» **What you are asked to do**
Rewrite the records below from the line with "A test script needs to interact with the wooden balcony railing" up to and including the line with "[1000,543,1568,670]", copying the request lines unchanged and scaling every bounding box coordinate by 1.45, rounded to a whole number with halves rounded up.

» **Dataset records**
====
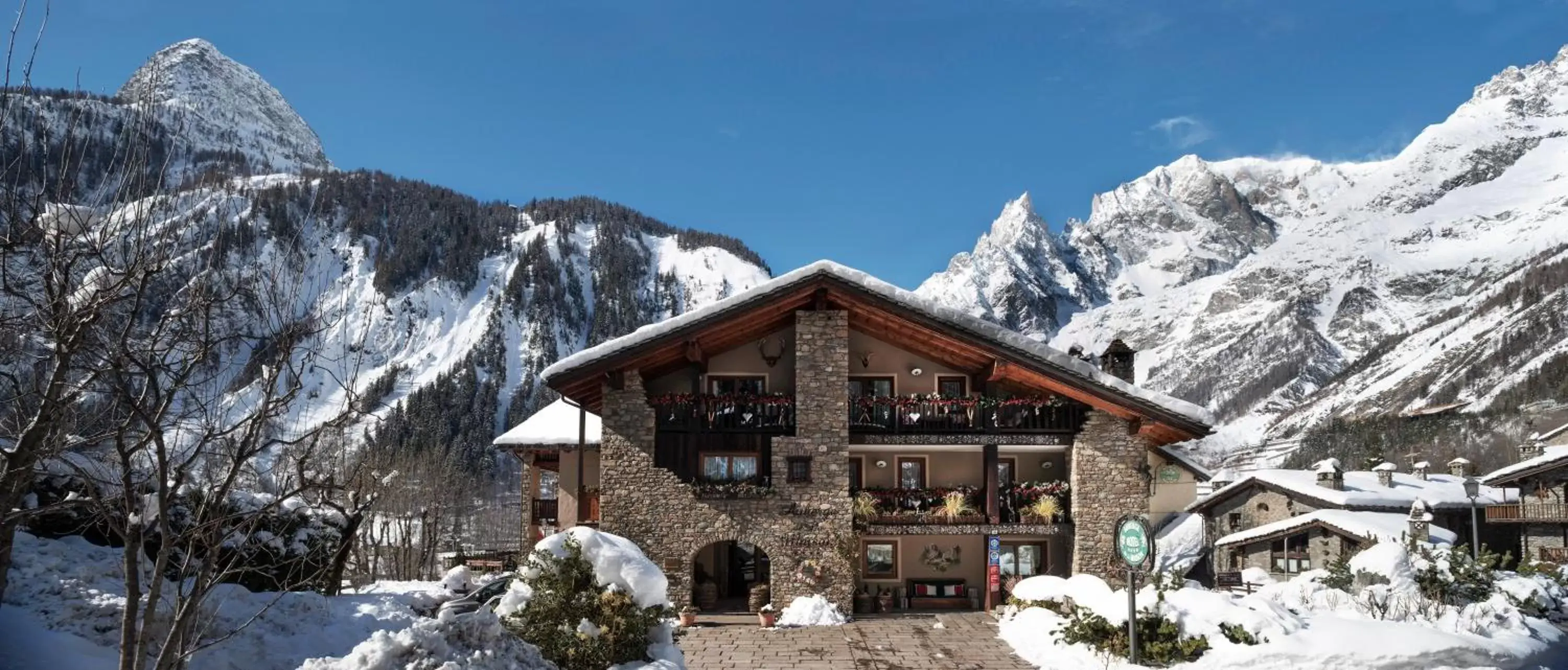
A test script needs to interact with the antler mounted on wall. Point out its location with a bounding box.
[757,338,784,367]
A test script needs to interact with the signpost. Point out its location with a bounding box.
[1115,515,1154,664]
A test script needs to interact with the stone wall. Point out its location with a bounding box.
[1069,410,1151,584]
[601,310,855,612]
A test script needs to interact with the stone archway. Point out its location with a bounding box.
[687,540,775,612]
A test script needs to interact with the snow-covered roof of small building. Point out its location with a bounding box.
[1482,444,1568,485]
[539,260,1214,427]
[491,399,602,447]
[1214,510,1458,546]
[1187,469,1513,512]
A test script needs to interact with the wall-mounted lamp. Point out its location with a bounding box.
[757,338,784,367]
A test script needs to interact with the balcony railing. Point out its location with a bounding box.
[528,498,560,526]
[1486,502,1568,524]
[848,396,1083,433]
[850,482,1071,524]
[648,394,795,433]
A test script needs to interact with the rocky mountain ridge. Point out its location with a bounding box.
[919,47,1568,470]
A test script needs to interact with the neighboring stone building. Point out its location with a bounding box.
[1483,424,1568,563]
[1189,458,1516,577]
[503,262,1210,609]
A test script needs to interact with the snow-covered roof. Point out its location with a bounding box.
[1482,444,1568,485]
[539,260,1214,425]
[1214,510,1458,546]
[1187,469,1513,512]
[492,399,601,446]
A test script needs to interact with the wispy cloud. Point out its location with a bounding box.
[1149,116,1214,149]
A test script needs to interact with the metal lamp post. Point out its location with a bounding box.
[1465,477,1480,559]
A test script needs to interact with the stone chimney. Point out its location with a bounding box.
[1312,458,1345,491]
[1372,461,1399,488]
[1410,498,1432,541]
[1410,461,1432,482]
[1449,457,1469,477]
[1519,435,1546,461]
[1099,338,1138,385]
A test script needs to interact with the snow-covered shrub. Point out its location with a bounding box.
[1062,607,1209,667]
[502,529,671,670]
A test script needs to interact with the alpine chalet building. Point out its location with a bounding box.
[519,260,1212,610]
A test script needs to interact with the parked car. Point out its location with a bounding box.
[436,573,516,617]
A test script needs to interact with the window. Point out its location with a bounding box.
[1002,543,1046,577]
[707,375,768,396]
[897,457,925,488]
[861,540,898,579]
[702,454,757,482]
[1270,534,1312,574]
[784,457,811,483]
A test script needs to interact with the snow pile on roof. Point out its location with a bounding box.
[1482,444,1568,483]
[492,399,604,446]
[1214,510,1458,546]
[1154,513,1204,577]
[778,593,848,628]
[299,609,555,670]
[539,260,1214,425]
[1187,469,1518,512]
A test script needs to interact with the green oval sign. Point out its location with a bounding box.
[1116,516,1154,568]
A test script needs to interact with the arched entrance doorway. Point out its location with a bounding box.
[691,540,771,612]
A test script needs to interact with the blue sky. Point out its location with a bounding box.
[12,0,1568,287]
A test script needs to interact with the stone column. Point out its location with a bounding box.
[1069,410,1149,584]
[773,310,859,612]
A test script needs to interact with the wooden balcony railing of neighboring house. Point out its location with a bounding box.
[648,394,795,435]
[1486,502,1568,524]
[850,482,1071,524]
[577,491,599,526]
[528,498,560,526]
[848,396,1083,435]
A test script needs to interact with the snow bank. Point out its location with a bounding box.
[299,609,554,670]
[522,526,670,607]
[0,532,437,670]
[778,593,848,628]
[1154,513,1206,577]
[999,564,1568,670]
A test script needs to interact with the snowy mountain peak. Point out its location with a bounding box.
[119,38,331,172]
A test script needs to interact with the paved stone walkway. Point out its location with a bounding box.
[681,612,1033,670]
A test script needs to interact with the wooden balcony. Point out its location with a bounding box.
[528,498,560,526]
[648,394,795,435]
[848,397,1083,435]
[1486,502,1568,524]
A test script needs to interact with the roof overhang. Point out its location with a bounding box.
[544,263,1210,444]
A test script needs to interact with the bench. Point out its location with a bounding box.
[906,579,969,609]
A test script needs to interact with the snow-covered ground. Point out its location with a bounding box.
[0,529,685,670]
[1000,543,1568,670]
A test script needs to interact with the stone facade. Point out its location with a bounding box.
[1069,410,1151,582]
[601,310,855,612]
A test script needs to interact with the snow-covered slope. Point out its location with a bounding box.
[920,47,1568,467]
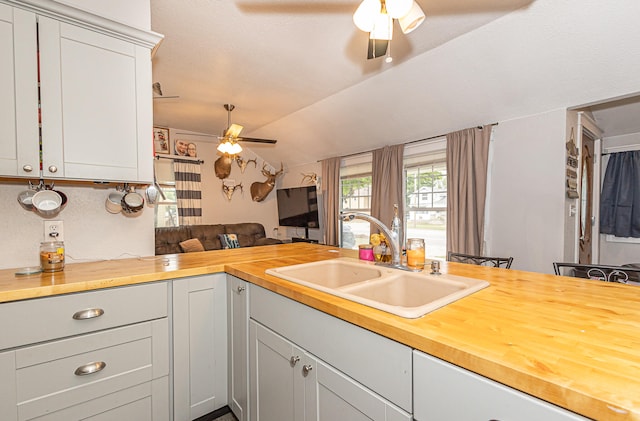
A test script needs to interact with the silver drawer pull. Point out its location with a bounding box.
====
» **Result**
A test script needs to interact with the wooden balcony railing of neighboring house. Point out its location with a bounding box.
[940,571,1153,631]
[2155,728,2274,760]
[1233,699,1553,760]
[837,712,869,763]
[766,722,812,763]
[1230,574,1570,631]
A test script needs to interact with the snow bank. Point out its location with a bounding box.
[434,883,803,972]
[757,763,972,880]
[0,771,634,972]
[1128,860,1230,911]
[1673,744,1749,837]
[1449,818,2274,972]
A test script needs to interact with the snowy mountain peak. Point out its location with a bounding box.
[173,55,480,249]
A test script needs to interact with the paved stone walkway. Point out its location with a bounding box.
[987,887,1498,972]
A test script needs to interact with the wooden balcony. Point out its location with a bounding box.
[766,722,812,763]
[940,571,1153,631]
[1230,576,1570,631]
[2155,728,2274,760]
A test script needs to interact with the roof overhang. Point out its location with a bounding box.
[789,381,1755,644]
A test script needs to interact with the bench. Point out its location with a bounding box.
[1314,840,1405,883]
A test script needs to interact with the snow-covered ground. Point out its location with a bounding box.
[0,767,993,972]
[1450,787,2274,972]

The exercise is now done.